== Task requirements ==
Please render the material below as a JSON list of strings, with one string per line and blank lines omitted. Leave the pictures out of your answer.

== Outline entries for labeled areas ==

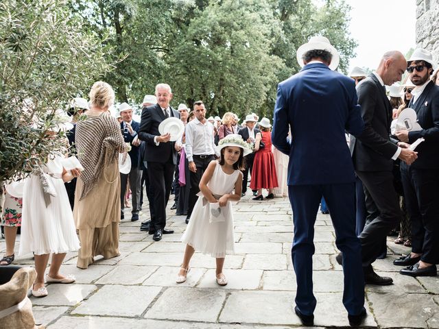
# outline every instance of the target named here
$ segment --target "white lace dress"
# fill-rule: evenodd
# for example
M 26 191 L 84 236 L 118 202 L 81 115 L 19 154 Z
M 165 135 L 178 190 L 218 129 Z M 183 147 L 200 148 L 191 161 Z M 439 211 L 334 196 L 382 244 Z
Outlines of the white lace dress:
M 235 170 L 228 175 L 223 171 L 220 163 L 216 161 L 213 175 L 207 186 L 214 195 L 230 194 L 235 188 L 240 173 L 239 170 Z M 222 207 L 225 221 L 213 223 L 209 222 L 209 203 L 204 203 L 203 206 L 203 196 L 199 197 L 181 241 L 192 246 L 196 251 L 210 254 L 212 257 L 223 258 L 226 254 L 234 254 L 233 215 L 230 202 L 227 202 L 225 207 Z
M 31 175 L 23 188 L 20 255 L 34 252 L 62 254 L 80 248 L 69 197 L 61 178 L 61 158 L 50 160 L 44 171 L 50 177 L 56 197 L 46 203 L 40 178 Z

== Task response ==
[
  "# outline every instance of the target named here",
  "$ segment --target \"white lace dress\"",
  "# fill-rule: evenodd",
  "# for example",
  "M 26 191 L 84 236 L 118 202 L 81 115 L 19 154 Z",
  "M 165 135 L 178 190 L 218 129 Z M 183 147 L 200 148 L 191 161 Z M 439 211 L 334 196 L 382 244 Z",
  "Outlines of the white lace dress:",
  "M 235 170 L 228 175 L 223 171 L 220 163 L 216 161 L 213 175 L 207 186 L 214 195 L 230 194 L 235 188 L 240 173 L 239 170 Z M 222 207 L 225 221 L 213 223 L 209 222 L 209 203 L 204 203 L 203 206 L 203 196 L 199 197 L 181 241 L 192 246 L 196 251 L 210 254 L 212 257 L 223 258 L 226 254 L 234 254 L 233 215 L 230 202 L 227 202 L 225 207 Z",
  "M 31 175 L 23 188 L 20 255 L 34 252 L 62 254 L 80 248 L 69 197 L 61 178 L 61 158 L 50 160 L 44 171 L 50 177 L 56 197 L 46 203 L 40 178 Z"
]